▶ Passage to read:
╭──

Matlab Utilities
M-Files | Analysis Files
M-Files
C:\MEI\MechaWare\matlab14\Utilities\Lowpass.m
C:\MEI\MechaWare\matlab14\Utilities\MultiStageBIQ.m
C:\MEI\MechaWare\matlab14\Utilities\MWOBS.m
C:\MEI\MechaWare\matlab14\Utilities\Notch.m
C:\MEI\MechaWare\matlab14\Utilities\PID2BIQ.m
C:\MEI\MechaWare\matlab14\Utilities\Resonator.m
C:\MEI\MechaWare\matlab14\Utilities\UnityGain.m
C:\MEI\MechaWare\matlab14\Utilities\ZP2BIQ.m
LowPass
The LowPass Matlab utility program is used to make the MechaWare structure required by Simulink. It generates the text file that is downloaded to the XMP/ZMP for a low pass filter specified in the LowPass utility arguments by using the standard second order Biquad block. The low pass filter type is a second order Butterworth Design.
Matlab Command Line |
BIQ=Lowpass
(Hertz, Ts, name) |
Input Argument |
Description |
Hertz |
Filter Break Point in Hertz |
Ts |
Controller Sample Rate |
name |
Name of Parameter text file. This should be the same name as the output variable. |
Output Variable |
Output Variable |
BIQ |
Name of MechaWare structure used by Simulink. |
Example |
BIQ=Lowpass (250, Ts, 'BIQ') |
MultiStageBIQ
The Matlab utility program is used to make the MechaWare structure required by Simulink. It also generates the text file that is downloaded to the ZMP-SynqNet motion controller for a multistage-cascaded biquad filter.

╰──

▶ Written exercise a: According to the Matlab utilities page, what type of design does the LowPass utility's low pass filter use?

(Coordinate labeling data)
╭──

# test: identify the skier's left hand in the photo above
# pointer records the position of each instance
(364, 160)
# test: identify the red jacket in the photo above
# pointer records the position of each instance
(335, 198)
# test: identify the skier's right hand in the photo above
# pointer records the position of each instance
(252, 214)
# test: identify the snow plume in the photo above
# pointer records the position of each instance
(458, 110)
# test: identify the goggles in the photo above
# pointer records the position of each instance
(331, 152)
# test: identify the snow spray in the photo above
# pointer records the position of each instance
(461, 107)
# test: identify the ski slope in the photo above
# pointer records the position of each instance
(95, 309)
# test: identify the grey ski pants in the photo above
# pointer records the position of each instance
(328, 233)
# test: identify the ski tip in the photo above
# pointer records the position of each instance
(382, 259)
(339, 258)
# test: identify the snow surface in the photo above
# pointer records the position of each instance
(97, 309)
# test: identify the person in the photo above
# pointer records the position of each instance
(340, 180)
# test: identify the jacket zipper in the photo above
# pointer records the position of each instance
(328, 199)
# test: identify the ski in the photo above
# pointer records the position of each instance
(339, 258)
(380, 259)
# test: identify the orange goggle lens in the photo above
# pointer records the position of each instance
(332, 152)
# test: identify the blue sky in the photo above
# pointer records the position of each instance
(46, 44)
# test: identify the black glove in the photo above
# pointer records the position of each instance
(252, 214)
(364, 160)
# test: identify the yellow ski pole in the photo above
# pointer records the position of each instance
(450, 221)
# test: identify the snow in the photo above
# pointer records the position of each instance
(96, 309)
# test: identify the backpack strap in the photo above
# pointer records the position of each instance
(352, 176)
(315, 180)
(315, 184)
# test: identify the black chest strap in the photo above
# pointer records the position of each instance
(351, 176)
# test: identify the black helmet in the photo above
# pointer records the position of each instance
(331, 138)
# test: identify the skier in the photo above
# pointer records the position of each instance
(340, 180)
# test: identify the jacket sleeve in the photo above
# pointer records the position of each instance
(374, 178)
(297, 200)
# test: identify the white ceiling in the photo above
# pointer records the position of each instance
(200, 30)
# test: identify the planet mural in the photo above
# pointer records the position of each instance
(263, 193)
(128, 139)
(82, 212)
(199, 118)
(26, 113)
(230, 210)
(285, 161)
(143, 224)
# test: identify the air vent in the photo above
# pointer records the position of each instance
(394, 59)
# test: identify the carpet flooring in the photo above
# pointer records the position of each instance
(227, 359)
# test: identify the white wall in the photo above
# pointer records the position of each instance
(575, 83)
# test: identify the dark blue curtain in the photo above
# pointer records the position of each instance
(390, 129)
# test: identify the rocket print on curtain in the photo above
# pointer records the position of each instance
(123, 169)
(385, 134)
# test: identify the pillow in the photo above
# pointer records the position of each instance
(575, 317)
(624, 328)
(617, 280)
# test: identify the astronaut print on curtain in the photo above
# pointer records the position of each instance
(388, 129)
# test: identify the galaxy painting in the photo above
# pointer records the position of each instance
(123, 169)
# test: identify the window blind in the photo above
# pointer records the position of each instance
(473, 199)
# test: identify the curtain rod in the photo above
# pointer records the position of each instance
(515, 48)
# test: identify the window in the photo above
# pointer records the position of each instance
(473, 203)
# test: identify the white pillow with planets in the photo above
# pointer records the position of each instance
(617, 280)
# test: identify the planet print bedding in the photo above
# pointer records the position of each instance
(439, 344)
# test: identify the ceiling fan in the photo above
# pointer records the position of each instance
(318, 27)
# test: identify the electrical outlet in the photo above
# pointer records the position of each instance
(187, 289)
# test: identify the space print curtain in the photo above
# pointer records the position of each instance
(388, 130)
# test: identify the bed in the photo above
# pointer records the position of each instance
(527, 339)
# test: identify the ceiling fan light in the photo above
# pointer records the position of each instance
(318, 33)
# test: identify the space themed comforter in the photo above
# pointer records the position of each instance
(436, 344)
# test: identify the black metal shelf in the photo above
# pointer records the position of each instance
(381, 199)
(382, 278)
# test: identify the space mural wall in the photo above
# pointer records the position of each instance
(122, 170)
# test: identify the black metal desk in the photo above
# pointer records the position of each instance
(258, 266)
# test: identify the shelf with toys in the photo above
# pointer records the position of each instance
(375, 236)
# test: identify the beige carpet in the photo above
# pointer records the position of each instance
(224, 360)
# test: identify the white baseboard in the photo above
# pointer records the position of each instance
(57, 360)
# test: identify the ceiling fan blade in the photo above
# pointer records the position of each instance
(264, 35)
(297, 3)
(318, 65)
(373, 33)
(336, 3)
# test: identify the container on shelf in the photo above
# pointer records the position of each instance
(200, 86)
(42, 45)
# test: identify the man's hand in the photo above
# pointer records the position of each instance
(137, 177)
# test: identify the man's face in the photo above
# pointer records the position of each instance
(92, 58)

╰──

▶ Written exercise b: In the coordinate labeling records, rewrite only the lines from the one containing "# test: identify the ceiling fan blade" through the end of the records, changing "man's" to "person's" and leaving everything else as it is.

▶ Written answer a: A second order Butterworth design.

▶ Written answer b:
# test: identify the ceiling fan blade in the photo above
# pointer records the position of each instance
(264, 35)
(297, 3)
(318, 65)
(373, 33)
(336, 3)
# test: identify the container on shelf in the photo above
# pointer records the position of each instance
(200, 86)
(42, 45)
# test: identify the person's hand in the photo above
# pointer records the position of each instance
(137, 177)
# test: identify the person's face in the photo above
# pointer records the position of each instance
(92, 58)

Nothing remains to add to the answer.